***** Data supplied

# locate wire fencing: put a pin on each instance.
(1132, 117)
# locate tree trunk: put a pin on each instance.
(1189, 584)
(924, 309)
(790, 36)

**********

• Goal
How many lines in the material above contain the string "instance"? Reply with the number only.

• The solution
2